• _Task to carry out_
Set the following entries down again exactly, line by line.

• _Records supplied_

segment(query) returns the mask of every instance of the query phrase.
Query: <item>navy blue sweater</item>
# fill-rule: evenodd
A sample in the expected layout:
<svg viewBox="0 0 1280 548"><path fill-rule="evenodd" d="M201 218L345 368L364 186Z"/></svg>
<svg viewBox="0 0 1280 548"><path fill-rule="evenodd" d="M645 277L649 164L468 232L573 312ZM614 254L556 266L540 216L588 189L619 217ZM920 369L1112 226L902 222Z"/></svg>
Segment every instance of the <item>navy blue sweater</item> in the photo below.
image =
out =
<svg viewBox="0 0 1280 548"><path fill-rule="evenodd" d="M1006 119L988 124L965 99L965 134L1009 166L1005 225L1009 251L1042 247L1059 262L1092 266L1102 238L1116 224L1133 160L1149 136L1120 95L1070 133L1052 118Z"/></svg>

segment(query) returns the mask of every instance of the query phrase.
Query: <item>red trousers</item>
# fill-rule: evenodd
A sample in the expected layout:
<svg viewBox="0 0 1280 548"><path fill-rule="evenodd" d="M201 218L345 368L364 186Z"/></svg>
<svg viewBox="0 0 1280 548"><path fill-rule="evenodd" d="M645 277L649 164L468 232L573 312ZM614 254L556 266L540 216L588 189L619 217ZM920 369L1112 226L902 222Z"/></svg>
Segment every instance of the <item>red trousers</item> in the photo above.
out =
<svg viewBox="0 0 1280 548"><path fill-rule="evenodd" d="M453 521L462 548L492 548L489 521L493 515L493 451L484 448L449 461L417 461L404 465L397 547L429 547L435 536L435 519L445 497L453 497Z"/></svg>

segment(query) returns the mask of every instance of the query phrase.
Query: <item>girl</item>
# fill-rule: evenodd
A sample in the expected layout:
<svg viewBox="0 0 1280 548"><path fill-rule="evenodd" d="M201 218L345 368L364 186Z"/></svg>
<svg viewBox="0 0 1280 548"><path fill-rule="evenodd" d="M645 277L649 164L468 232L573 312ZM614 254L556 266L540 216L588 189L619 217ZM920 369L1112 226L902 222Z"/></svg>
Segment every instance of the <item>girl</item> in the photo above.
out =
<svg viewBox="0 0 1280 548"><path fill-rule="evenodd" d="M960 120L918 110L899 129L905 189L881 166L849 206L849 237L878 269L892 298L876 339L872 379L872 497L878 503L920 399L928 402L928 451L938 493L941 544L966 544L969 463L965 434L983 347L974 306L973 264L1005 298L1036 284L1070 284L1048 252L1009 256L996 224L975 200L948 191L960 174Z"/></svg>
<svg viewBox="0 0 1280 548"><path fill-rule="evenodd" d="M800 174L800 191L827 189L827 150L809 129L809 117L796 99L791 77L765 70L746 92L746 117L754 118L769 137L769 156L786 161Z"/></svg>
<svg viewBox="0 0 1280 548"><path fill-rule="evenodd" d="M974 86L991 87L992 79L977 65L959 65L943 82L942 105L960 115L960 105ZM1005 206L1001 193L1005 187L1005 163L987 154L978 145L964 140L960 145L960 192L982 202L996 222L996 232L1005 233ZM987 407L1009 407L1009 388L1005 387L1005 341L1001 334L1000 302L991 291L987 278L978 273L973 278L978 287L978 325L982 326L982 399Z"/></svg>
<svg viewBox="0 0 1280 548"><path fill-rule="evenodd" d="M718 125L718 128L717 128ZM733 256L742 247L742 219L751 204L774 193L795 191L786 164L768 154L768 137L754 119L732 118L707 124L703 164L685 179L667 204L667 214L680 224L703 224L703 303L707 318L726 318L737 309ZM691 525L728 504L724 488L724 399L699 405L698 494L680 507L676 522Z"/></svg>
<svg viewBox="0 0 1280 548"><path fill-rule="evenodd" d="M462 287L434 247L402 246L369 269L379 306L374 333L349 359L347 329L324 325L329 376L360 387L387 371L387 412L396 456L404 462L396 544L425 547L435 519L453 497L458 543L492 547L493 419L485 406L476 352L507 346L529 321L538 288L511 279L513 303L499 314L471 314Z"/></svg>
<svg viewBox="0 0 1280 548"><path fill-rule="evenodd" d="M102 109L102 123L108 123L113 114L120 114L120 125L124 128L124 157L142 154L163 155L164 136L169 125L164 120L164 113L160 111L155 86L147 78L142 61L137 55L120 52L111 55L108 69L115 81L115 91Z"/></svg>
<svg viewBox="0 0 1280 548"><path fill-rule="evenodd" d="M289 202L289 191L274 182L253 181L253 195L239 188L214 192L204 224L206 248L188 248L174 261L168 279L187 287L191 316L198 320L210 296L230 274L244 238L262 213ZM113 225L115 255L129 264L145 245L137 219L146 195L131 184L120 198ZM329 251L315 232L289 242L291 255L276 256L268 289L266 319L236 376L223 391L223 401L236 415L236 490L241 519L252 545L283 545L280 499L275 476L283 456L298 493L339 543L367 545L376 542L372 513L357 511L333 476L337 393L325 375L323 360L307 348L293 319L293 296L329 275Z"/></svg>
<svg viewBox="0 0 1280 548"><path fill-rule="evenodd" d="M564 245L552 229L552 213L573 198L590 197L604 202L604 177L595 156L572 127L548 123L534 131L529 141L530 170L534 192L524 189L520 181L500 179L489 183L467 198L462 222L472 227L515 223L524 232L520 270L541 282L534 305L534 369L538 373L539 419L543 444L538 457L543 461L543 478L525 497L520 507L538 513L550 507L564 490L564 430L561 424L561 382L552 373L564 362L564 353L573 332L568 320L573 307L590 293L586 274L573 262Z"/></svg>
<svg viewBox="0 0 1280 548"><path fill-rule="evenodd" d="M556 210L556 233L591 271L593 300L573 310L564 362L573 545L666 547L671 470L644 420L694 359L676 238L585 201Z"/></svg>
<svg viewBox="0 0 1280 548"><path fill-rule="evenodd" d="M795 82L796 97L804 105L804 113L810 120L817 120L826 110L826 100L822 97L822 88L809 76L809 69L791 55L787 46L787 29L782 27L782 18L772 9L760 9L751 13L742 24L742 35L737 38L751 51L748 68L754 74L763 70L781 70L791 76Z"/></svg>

• _Answer to this exercise_
segment(query) returns the mask of every instance of the query phrase.
Query: <item>navy blue sweater</item>
# fill-rule: evenodd
A sample in the expected layout:
<svg viewBox="0 0 1280 548"><path fill-rule="evenodd" d="M201 218L345 368L364 186Z"/></svg>
<svg viewBox="0 0 1280 548"><path fill-rule="evenodd" d="M645 277L649 164L468 232L573 312ZM614 254L556 266L540 216L588 189L619 217ZM920 369L1112 226L902 222Z"/></svg>
Segment every instance of the <item>navy blue sweater</item> in the photo below.
image =
out =
<svg viewBox="0 0 1280 548"><path fill-rule="evenodd" d="M1006 119L988 124L965 99L965 134L1009 166L1005 225L1009 251L1042 247L1059 262L1092 266L1102 238L1116 224L1133 160L1149 136L1120 95L1070 133L1052 118Z"/></svg>

segment(query) returns the mask of every instance of the query phrase.
Query: <item>red trousers</item>
# fill-rule: evenodd
A sample in the expected layout:
<svg viewBox="0 0 1280 548"><path fill-rule="evenodd" d="M201 218L345 368L364 186Z"/></svg>
<svg viewBox="0 0 1280 548"><path fill-rule="evenodd" d="M645 277L649 164L468 232L573 312ZM614 254L556 266L540 216L588 189L619 217ZM920 369L1112 226L902 222Z"/></svg>
Segment every instance of the <item>red trousers</item> in the photo above.
out =
<svg viewBox="0 0 1280 548"><path fill-rule="evenodd" d="M453 521L462 548L492 548L489 521L493 515L493 451L484 448L449 461L417 461L404 465L397 547L429 547L435 536L435 519L445 497L453 497Z"/></svg>

segment(query) returns the mask of every instance of the query phrase.
Query: <item>girl</item>
# fill-rule: evenodd
A sample in the expected layout:
<svg viewBox="0 0 1280 548"><path fill-rule="evenodd" d="M201 218L345 368L364 186Z"/></svg>
<svg viewBox="0 0 1280 548"><path fill-rule="evenodd" d="M645 277L649 164L468 232L573 312ZM614 254L556 266L540 216L588 189L619 217ZM920 369L1112 226L902 222Z"/></svg>
Segment every instance of the <item>girl</item> in the photo above.
out =
<svg viewBox="0 0 1280 548"><path fill-rule="evenodd" d="M960 120L918 110L899 129L905 189L881 166L849 206L849 237L878 269L892 298L876 339L872 379L872 497L878 503L920 399L928 402L928 451L938 493L941 544L966 544L969 463L965 434L983 347L974 306L973 264L1005 298L1036 284L1070 284L1048 252L1009 256L996 224L975 200L948 191L960 174Z"/></svg>
<svg viewBox="0 0 1280 548"><path fill-rule="evenodd" d="M800 174L800 191L827 189L827 150L809 129L809 117L796 99L791 77L765 70L746 92L746 117L754 118L769 137L769 156L786 161Z"/></svg>
<svg viewBox="0 0 1280 548"><path fill-rule="evenodd" d="M974 86L991 87L992 79L977 65L959 65L943 82L942 105L960 115L960 105ZM1005 206L1001 193L1005 187L1005 163L987 154L978 145L964 140L960 145L960 192L982 202L996 222L996 232L1005 233ZM987 407L1009 407L1009 388L1005 387L1005 341L1001 334L1000 302L991 291L987 278L978 273L973 278L978 287L978 325L982 326L982 399Z"/></svg>
<svg viewBox="0 0 1280 548"><path fill-rule="evenodd" d="M718 125L718 128L717 128ZM733 256L742 247L742 219L751 204L774 193L795 191L786 164L768 154L768 137L754 119L732 118L707 124L703 164L685 179L667 204L667 214L680 224L703 224L703 303L707 318L726 318L737 309ZM691 525L728 504L724 488L724 399L699 405L698 494L680 507L676 522Z"/></svg>
<svg viewBox="0 0 1280 548"><path fill-rule="evenodd" d="M462 287L434 247L402 246L369 269L379 306L374 333L349 359L347 329L324 325L329 376L360 387L387 371L387 412L396 456L404 462L396 544L425 547L435 519L453 497L458 543L492 547L493 419L485 406L476 352L507 346L529 321L538 288L511 279L513 303L499 314L471 314Z"/></svg>
<svg viewBox="0 0 1280 548"><path fill-rule="evenodd" d="M102 109L102 123L108 123L113 114L120 114L120 125L124 128L124 157L142 154L163 155L164 136L169 125L164 120L164 113L160 111L155 86L147 78L142 61L137 55L120 52L111 55L108 69L115 81L115 91Z"/></svg>
<svg viewBox="0 0 1280 548"><path fill-rule="evenodd" d="M289 202L289 191L274 182L253 181L253 195L239 188L214 192L204 224L206 248L188 248L174 261L168 279L187 287L191 316L198 320L210 296L230 274L244 238L262 213ZM113 225L115 255L129 264L145 245L137 219L146 195L131 184L120 198ZM329 251L315 232L289 242L291 255L276 256L268 289L266 319L236 376L223 391L223 401L236 415L236 490L241 519L252 545L283 545L280 499L275 476L283 456L298 493L339 543L367 545L376 542L372 513L357 511L333 476L337 393L325 375L323 360L307 348L293 319L293 296L329 275Z"/></svg>
<svg viewBox="0 0 1280 548"><path fill-rule="evenodd" d="M564 245L552 229L552 213L573 198L590 197L604 202L604 177L595 156L572 127L548 123L534 131L529 141L530 170L534 192L524 189L520 181L500 179L489 183L467 198L462 222L472 227L515 223L524 232L520 270L541 282L534 305L534 369L538 373L539 419L543 444L538 457L543 461L543 478L525 497L520 507L538 513L550 507L564 490L564 430L561 424L561 382L552 373L564 362L564 353L573 332L568 320L573 307L590 293L586 274L573 262Z"/></svg>
<svg viewBox="0 0 1280 548"><path fill-rule="evenodd" d="M556 210L556 233L591 271L593 300L573 310L564 362L573 545L666 547L671 470L644 420L694 359L676 238L585 201Z"/></svg>
<svg viewBox="0 0 1280 548"><path fill-rule="evenodd" d="M795 82L796 97L804 105L804 113L810 120L817 120L826 110L826 100L822 97L822 88L809 76L809 69L791 55L787 46L787 29L782 27L782 18L772 9L760 9L751 13L742 24L742 35L737 38L751 51L748 68L754 74L763 70L781 70L791 76Z"/></svg>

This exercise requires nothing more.